◆ Excerto fornecido:

Depois de estimar, com a colaboração do Instituto Nacional de Saúde Dr. Ricardo Jorge, o custo de uma dieta alimentar considerada adequada, considerou-se que para uma família de dois adultos e duas crianças, por exemplo, o montante de 25 mil escudos/mês era a "despesa mínima" necessária nos centros urbanos; e que nas zonas rurais esse valor descia para 18.200 escudos. Resultado: em 1980/81, 35% dos portugueses eram pobres, à luz destes critérios. Em 2010, se estes montantes fossem actualizados, estaríamos a falar de 1237 euros por família, e um agregado que tivesse menos do que esse valor por mês seria considerado pobre.

Para Pereirinha, a forma como oficialmente "a linha de pobreza está a ser traçada é puramente estatística e não serve as necessidades das pessoas". Em 2010, por exemplo, a linha de pobreza monetária calculada de acordo com os critérios do Instituto Nacional de Estatística (INE) e do Eurostat era de 421 euros mensais. Mas para chegar a esse valor ninguém foi saber se chega para comer, pagar casa, medicamentos, ou vestuário. Basicamente, essa linha de pobreza é traçada desta forma: calcula-se a mediana do rendimento do país e diz-se que está abaixo do limiar de pobreza quem tem menos de 60% desse valor. É assim que se afirma que, há dois anos, 18% dos portugueses eram pobres (ver textos nestas páginas).

O valor do "rendimento adequado", a que Pereirinha conta chegar com o projecto de investigação em curso, terá, acredita, grande relevância para a medição da pobreza - o economista não sabe se revelará que, afinal, há mais pobres do que se pensava, mas admite que sim. Aliás, este estudo surge, em primeira instância, como resposta a uma resolução da Assembleia da República, de 2008, que recomendava ao Governo que definisse um novo limiar de pobreza.

Os mimos e a dignidade

Como está a equipa a trabalhar? Com a participação da população e de peritos. "A primeira ronda de trabalho já foi feita: constituímos grupos de discussão com população de três concelhos do país (Vila Franca de Xira, Vila Nova de Gaia e Beja). Foram nove grupos de trabalho e colocámos a todos as mesmas questões. O que é que se entende como o mínimo que dê dignidade ao ser humano? Quais os itens que devem ser satisfeitos para que esse mínimo seja alcançado? Em cada concelho há um grupo de idosos, um grupo de pessoas em idade activa sem filhos e um grupo de pessoas em idade activa com filhos. As conclusões a que já chegámos é que o mínimo é mais do que o mínimo de subsistência, as pessoas sentem que o adequado deve conter aspectos como vida cultural, segurança... A fase seguinte será listar mesmo os bens: bolacha Maria, cem gramas; 1kg de bife de 15 em 15 dias; quantas vezes é que se muda de sapatos por ano..."

◆ Dados brutos:

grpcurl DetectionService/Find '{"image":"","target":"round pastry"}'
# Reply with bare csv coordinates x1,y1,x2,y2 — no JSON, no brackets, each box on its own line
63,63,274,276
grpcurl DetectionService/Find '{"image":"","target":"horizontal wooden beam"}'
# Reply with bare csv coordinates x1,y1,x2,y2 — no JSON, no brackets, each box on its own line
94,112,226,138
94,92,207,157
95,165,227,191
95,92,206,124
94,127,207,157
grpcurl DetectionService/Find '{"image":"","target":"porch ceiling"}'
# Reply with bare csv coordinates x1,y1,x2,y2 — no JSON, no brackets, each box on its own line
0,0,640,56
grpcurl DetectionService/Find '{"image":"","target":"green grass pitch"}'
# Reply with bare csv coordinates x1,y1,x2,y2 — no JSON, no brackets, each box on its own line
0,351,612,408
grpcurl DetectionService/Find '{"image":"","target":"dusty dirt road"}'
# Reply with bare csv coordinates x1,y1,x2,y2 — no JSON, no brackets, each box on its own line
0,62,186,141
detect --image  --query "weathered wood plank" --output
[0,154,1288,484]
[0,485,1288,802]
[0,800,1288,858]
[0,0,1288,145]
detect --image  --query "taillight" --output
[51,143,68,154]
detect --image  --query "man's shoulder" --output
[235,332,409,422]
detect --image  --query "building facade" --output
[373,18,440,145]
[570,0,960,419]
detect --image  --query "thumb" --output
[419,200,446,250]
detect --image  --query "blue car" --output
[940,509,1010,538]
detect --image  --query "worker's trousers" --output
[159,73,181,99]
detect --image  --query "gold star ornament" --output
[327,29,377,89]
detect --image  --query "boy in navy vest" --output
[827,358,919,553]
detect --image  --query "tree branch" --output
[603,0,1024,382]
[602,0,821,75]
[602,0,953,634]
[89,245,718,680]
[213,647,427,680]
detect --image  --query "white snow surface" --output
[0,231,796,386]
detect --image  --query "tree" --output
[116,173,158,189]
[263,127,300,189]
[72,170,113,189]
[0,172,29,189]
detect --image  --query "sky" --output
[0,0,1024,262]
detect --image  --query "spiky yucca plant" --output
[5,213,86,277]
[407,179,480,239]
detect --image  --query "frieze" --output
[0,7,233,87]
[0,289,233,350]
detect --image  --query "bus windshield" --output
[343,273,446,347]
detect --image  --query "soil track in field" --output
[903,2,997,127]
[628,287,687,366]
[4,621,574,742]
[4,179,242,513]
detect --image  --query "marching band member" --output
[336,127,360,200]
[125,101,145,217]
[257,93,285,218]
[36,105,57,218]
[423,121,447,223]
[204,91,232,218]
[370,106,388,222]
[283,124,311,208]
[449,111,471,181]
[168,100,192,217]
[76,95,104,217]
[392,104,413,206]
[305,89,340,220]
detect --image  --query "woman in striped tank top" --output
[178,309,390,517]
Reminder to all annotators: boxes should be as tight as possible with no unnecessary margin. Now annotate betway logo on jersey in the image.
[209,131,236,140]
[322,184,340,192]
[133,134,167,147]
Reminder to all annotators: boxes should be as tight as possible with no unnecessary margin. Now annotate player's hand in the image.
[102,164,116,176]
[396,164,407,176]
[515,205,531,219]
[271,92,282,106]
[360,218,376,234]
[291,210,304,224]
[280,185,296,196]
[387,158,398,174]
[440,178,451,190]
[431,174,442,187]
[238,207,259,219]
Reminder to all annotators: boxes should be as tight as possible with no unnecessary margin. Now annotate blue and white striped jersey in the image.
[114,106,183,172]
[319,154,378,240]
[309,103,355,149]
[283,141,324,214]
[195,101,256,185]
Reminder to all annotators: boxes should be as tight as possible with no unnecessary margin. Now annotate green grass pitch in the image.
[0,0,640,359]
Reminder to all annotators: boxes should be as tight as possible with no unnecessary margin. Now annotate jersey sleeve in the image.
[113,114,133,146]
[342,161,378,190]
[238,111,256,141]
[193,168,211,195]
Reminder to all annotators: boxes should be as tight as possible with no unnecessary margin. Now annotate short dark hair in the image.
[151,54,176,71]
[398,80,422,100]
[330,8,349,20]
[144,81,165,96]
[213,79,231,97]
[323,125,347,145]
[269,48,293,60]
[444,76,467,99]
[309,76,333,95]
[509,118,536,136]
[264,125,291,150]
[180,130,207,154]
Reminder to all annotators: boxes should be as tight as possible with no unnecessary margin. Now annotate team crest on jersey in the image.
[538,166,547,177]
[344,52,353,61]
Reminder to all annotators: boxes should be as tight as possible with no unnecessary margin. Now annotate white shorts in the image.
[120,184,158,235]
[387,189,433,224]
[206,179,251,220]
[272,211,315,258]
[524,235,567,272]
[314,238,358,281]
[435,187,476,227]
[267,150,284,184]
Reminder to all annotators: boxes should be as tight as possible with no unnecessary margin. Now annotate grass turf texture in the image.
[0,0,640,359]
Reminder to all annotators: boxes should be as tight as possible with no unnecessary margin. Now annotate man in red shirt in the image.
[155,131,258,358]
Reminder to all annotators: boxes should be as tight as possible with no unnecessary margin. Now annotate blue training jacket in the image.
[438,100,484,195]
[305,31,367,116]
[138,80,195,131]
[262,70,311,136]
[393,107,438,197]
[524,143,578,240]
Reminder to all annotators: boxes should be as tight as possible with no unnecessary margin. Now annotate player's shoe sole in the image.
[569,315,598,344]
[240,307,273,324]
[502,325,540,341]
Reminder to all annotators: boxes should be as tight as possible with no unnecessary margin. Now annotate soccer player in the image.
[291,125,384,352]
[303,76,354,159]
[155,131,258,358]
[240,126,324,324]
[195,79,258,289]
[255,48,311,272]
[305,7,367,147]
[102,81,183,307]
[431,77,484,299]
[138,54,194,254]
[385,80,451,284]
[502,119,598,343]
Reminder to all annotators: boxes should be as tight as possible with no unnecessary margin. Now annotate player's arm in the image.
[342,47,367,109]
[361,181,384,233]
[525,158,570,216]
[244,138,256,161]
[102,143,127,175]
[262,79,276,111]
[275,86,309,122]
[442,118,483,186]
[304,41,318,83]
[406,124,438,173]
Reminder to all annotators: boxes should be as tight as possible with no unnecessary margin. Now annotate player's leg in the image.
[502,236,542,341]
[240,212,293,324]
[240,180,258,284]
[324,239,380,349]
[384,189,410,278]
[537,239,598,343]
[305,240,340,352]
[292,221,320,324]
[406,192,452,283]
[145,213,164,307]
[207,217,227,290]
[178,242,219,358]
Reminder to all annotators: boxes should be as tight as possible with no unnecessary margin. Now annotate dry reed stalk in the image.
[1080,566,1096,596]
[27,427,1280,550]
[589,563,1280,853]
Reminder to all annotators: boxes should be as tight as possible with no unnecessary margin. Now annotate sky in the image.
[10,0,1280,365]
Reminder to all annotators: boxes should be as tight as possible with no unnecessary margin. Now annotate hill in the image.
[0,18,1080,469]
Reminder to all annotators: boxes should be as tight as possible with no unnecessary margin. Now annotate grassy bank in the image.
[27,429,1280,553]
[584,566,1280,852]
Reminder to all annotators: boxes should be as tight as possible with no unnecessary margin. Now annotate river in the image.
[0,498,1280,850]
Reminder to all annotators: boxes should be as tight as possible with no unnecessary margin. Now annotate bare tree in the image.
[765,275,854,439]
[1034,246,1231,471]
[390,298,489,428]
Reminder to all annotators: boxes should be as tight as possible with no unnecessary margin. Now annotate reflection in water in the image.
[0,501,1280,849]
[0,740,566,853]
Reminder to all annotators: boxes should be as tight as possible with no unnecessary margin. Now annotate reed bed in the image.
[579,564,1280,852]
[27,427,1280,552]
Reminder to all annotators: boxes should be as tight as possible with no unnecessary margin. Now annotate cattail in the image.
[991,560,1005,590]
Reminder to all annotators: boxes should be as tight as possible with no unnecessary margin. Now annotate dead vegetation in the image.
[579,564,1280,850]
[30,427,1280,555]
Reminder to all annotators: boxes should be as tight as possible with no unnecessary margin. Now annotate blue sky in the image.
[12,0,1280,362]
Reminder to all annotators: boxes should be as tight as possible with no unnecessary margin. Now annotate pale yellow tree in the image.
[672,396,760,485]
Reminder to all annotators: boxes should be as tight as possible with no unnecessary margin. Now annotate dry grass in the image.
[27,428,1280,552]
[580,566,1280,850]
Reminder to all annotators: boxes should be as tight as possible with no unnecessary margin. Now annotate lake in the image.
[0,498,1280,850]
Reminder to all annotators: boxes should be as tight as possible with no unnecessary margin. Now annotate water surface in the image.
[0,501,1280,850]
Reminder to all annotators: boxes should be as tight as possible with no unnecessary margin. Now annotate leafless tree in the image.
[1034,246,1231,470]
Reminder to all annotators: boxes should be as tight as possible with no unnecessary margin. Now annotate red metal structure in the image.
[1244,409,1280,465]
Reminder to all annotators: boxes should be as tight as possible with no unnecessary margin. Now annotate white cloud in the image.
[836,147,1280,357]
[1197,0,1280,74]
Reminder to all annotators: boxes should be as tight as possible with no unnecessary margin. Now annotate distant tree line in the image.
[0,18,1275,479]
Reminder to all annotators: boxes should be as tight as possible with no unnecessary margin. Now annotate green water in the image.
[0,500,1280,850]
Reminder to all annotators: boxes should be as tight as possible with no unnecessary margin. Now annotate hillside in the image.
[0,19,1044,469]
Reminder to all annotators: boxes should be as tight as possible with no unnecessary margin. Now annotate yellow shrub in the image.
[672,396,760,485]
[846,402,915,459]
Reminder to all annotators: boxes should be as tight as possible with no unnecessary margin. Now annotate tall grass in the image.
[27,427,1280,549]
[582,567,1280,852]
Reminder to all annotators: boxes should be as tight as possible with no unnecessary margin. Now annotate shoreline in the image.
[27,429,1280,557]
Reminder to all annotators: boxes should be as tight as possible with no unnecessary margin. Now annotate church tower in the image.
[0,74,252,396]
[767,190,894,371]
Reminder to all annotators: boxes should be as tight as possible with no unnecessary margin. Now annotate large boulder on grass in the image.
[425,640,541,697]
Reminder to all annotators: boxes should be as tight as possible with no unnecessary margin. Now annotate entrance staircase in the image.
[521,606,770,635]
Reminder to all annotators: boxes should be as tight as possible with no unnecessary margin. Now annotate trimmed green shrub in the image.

◆ Instruções da tarefa:
As afirmações (a), (b) e (c) estão de acordo com o excerto sobre a medição da pobreza? Responda sim ou não a cada uma, citando literalmente as palavras do excerto que o decidem.
(a) Em 1980/81, 35% dos portugueses eram considerados pobres segundo os critérios da despesa mínima.
(b) A linha de pobreza de 2010, calculada segundo o INE e o Eurostat, teve em conta se o valor chegava para comer e pagar casa.
(c) Os grupos de discussão foram constituídos com população de quatro concelhos.

◆ Resposta do exercício:
(a) Sim: «em 1980/81, 35% dos portugueses eram pobres, à luz destes critérios».
(b) Não: «para chegar a esse valor ninguém foi saber se chega para comer, pagar casa, medicamentos, ou vestuário».
(c) Não: «constituímos grupos de discussão com população de três concelhos do país».